** begin Material provided **

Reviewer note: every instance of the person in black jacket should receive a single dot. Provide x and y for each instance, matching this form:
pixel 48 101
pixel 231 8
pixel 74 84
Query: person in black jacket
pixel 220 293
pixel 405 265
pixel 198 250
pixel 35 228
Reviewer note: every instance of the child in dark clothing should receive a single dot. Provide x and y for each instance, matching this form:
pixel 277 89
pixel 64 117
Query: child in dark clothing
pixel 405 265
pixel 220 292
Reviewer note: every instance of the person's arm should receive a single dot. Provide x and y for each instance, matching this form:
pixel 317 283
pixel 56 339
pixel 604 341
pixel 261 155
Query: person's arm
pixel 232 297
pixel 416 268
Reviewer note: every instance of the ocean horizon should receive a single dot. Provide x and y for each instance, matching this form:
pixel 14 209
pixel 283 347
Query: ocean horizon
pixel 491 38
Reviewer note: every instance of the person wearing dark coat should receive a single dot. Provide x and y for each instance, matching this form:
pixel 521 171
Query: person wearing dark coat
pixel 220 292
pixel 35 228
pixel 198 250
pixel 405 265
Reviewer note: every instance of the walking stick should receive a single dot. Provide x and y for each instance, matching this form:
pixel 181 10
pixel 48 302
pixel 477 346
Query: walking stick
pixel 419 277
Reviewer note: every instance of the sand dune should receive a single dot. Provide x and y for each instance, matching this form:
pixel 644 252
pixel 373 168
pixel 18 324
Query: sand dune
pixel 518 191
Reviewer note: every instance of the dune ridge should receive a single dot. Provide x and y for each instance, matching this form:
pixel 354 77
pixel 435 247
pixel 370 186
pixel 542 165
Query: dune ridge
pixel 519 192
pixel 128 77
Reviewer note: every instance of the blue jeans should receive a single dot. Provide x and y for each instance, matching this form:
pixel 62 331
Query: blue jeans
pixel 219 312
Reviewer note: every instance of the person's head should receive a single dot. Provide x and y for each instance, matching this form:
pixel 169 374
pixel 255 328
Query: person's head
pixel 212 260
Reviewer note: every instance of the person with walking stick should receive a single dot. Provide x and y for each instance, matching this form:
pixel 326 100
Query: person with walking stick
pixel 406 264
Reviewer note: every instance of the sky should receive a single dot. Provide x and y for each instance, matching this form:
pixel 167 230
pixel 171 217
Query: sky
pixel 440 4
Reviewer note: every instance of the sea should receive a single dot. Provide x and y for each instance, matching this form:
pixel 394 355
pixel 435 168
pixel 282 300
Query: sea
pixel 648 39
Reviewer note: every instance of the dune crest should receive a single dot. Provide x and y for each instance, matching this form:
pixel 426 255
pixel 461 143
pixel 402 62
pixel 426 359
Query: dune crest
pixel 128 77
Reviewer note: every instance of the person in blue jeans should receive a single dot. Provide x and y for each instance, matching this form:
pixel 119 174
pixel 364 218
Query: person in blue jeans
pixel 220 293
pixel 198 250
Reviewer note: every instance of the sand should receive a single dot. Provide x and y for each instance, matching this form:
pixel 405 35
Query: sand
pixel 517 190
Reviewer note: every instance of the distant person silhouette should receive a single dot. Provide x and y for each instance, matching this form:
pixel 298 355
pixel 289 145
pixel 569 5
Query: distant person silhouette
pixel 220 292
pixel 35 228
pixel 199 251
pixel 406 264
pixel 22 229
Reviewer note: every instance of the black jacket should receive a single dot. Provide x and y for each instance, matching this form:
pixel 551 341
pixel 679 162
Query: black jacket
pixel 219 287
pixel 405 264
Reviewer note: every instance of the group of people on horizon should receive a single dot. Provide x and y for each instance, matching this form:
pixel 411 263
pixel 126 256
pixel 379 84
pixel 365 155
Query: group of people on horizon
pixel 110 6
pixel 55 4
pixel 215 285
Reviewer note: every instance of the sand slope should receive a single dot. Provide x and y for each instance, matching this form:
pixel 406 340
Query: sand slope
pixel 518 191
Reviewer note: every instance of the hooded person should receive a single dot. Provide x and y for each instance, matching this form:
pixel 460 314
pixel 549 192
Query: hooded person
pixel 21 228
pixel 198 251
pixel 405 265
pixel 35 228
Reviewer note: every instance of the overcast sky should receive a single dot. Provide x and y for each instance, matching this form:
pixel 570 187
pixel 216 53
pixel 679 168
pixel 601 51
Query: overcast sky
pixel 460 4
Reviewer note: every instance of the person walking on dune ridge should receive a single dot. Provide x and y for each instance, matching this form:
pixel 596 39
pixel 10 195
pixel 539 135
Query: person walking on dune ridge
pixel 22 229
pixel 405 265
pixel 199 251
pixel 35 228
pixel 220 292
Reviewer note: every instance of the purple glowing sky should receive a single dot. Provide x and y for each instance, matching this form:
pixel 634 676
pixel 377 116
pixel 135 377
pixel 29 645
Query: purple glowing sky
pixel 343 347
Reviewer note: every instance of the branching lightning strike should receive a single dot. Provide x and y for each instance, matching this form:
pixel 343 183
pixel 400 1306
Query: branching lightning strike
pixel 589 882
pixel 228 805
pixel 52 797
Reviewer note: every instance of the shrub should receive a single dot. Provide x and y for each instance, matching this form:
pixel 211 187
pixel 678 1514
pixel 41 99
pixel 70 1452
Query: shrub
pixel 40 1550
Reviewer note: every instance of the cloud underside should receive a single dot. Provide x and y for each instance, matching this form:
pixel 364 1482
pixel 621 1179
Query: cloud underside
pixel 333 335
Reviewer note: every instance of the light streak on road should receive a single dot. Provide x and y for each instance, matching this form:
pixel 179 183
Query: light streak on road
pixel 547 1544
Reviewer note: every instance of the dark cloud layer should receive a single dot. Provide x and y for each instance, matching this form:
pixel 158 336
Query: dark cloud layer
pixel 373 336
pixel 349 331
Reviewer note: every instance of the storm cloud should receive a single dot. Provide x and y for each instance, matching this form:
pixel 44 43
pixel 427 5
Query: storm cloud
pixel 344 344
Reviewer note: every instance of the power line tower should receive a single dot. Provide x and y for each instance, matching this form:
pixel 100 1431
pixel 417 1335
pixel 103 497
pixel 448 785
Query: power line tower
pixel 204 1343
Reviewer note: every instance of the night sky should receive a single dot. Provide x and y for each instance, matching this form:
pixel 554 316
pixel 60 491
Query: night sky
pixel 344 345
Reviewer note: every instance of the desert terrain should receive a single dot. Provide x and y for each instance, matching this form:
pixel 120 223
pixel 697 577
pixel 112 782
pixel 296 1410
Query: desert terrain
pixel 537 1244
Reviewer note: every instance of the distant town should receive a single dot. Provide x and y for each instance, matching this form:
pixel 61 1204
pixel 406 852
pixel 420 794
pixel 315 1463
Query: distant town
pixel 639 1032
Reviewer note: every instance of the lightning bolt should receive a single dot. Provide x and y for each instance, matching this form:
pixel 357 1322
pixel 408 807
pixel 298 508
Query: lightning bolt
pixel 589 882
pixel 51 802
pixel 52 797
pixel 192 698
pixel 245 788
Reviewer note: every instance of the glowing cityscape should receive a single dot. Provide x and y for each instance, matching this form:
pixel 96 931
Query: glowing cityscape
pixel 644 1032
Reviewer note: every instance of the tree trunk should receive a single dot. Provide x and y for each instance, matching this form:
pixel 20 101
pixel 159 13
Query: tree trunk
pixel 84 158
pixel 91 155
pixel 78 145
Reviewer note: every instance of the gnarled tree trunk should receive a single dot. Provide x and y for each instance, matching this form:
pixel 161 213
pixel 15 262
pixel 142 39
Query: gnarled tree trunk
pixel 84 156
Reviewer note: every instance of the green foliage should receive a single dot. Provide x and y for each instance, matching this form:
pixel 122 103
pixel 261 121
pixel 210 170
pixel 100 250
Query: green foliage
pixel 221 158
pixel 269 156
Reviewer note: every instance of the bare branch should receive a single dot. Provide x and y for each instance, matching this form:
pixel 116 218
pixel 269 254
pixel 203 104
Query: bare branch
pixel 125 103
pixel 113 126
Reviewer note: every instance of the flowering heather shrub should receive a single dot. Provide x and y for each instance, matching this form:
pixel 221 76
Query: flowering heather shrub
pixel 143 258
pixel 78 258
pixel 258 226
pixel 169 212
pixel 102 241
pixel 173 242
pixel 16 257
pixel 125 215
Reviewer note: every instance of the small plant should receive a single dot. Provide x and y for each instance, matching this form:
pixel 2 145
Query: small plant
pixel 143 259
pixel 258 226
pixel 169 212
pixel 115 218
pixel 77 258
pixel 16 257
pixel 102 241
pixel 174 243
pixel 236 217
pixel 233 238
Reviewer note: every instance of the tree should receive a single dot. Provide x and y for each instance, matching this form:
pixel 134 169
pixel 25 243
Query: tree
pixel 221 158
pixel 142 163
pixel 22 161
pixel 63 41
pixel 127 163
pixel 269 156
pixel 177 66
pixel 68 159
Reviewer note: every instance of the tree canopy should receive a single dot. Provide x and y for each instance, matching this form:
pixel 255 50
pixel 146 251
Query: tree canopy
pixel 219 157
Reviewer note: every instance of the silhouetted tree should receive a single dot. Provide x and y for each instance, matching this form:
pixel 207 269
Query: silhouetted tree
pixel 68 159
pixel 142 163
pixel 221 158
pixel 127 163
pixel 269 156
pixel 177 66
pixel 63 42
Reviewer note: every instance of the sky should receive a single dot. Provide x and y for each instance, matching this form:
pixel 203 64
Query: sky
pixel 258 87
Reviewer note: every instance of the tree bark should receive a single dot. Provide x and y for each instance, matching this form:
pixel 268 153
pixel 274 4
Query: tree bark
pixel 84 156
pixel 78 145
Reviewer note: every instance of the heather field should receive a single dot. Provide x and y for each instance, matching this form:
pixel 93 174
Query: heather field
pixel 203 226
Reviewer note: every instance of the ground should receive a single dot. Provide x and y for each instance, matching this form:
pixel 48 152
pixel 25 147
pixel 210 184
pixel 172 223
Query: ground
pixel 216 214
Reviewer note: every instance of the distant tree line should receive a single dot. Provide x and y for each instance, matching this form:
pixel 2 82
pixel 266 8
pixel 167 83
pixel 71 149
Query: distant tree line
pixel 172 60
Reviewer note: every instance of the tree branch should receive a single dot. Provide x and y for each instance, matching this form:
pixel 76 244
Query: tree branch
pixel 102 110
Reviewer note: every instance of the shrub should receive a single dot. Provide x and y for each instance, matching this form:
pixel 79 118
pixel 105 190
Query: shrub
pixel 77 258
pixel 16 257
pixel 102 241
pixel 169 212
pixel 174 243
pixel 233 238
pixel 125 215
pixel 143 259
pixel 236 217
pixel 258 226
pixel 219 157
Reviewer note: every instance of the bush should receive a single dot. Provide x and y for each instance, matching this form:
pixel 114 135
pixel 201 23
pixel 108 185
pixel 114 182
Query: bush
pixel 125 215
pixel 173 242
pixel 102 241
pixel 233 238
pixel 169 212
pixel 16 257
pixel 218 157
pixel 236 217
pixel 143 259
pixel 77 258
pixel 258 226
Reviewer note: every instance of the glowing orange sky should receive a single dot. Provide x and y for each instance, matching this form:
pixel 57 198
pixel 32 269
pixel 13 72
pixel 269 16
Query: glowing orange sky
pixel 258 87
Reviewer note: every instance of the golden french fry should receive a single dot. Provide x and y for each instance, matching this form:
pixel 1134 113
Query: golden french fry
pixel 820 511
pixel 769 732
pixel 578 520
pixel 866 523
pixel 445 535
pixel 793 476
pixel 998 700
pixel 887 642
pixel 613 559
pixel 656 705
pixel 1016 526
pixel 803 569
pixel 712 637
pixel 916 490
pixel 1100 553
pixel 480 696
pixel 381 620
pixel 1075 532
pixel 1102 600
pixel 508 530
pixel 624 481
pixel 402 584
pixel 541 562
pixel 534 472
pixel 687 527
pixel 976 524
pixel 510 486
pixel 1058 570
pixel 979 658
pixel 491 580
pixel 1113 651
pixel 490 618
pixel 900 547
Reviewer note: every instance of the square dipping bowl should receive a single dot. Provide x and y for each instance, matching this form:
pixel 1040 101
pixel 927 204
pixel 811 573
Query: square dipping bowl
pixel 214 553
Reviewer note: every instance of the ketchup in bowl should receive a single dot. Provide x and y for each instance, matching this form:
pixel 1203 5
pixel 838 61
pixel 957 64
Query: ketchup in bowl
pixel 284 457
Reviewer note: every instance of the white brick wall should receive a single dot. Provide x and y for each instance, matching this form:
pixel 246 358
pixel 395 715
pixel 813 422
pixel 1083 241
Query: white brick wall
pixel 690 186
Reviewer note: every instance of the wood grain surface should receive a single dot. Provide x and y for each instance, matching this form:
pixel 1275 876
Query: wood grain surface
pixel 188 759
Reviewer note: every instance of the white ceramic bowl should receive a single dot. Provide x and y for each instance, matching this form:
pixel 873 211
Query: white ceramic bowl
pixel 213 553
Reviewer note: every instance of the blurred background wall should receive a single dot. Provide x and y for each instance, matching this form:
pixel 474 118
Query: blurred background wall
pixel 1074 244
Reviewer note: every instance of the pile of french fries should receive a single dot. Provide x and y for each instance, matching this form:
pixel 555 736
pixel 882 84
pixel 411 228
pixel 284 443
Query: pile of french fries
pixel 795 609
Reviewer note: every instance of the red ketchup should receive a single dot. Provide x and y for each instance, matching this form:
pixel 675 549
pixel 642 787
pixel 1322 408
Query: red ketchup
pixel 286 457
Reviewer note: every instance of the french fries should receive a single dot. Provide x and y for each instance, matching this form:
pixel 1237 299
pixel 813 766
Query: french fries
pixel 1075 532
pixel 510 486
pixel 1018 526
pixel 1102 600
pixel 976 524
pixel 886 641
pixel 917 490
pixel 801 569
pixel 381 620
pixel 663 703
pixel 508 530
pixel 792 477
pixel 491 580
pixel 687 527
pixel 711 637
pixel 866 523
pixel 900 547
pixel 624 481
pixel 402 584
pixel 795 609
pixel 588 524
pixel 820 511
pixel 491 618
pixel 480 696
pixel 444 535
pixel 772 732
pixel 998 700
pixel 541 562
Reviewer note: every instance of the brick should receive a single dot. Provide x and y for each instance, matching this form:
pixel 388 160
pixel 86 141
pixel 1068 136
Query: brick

** end Material provided **

» Challenge
Copy the lines of the listing above, starting with the line that contains "Reviewer note: every instance of the ketchup" and ending with the line that contains "pixel 188 759", with both of those lines included.

» Solution to the exercise
Reviewer note: every instance of the ketchup in bowl should receive a single dot. Provide x and y for each instance, matching this form:
pixel 1203 5
pixel 838 61
pixel 957 64
Query: ketchup in bowl
pixel 284 457
Reviewer note: every instance of the white brick wall should receive a single dot. Provide x and y for each instance, matching this form:
pixel 246 358
pixel 395 715
pixel 813 422
pixel 1083 241
Query: white brick wall
pixel 690 186
Reviewer note: every instance of the wood grain surface should receive a single dot. Provide x and y for each instance, matching this form:
pixel 1275 876
Query: wood grain surface
pixel 188 759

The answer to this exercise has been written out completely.